◆ Requisitos do problema: Cite literalmente o trecho do texto sobre Cá e Lá e Bumba, mais abaixo, que vai desde "Como o menino" até "frevo sem compasso...".

◆ Trecho do documento:
- - - -

Discreto
caminhar por entre as gentes
Acerca de Cá e Lá e Bumba
Cá
e Lá
de Aurélio Aragão
Pequenos personagens, seja o menino, seja
o homem – caminham em direção ao quase nada. Se o gesto
pesado do Homem, que leva adiante a grande roda...parasse! Mas continua.
Como o menino continua a caminhar... Chão de Brasília, chão
distante, ao fundo vasto – como um discreto caminhar por entre as gentes...
Dança na sombra o boi Bumbá sobre o menino. Dança
em ladeira abaixo o frevo sem compasso...

- - - -

◆ Dados fornecidos:
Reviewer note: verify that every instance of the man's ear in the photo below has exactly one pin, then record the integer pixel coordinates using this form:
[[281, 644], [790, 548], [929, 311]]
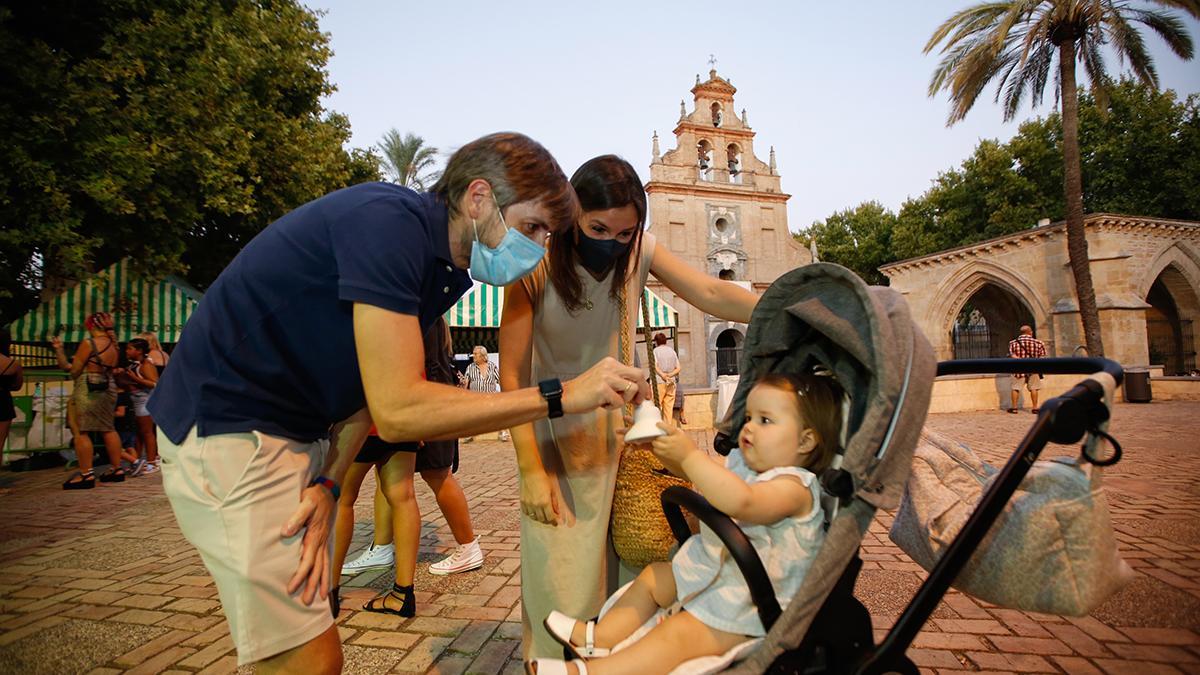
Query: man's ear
[[809, 441], [477, 198]]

- - - -

◆ Resposta do exercício:
Como o menino continua a caminhar... Chão de Brasília, chão
distante, ao fundo vasto – como um discreto caminhar por entre as gentes...
Dança na sombra o boi Bumbá sobre o menino. Dança
em ladeira abaixo o frevo sem compasso...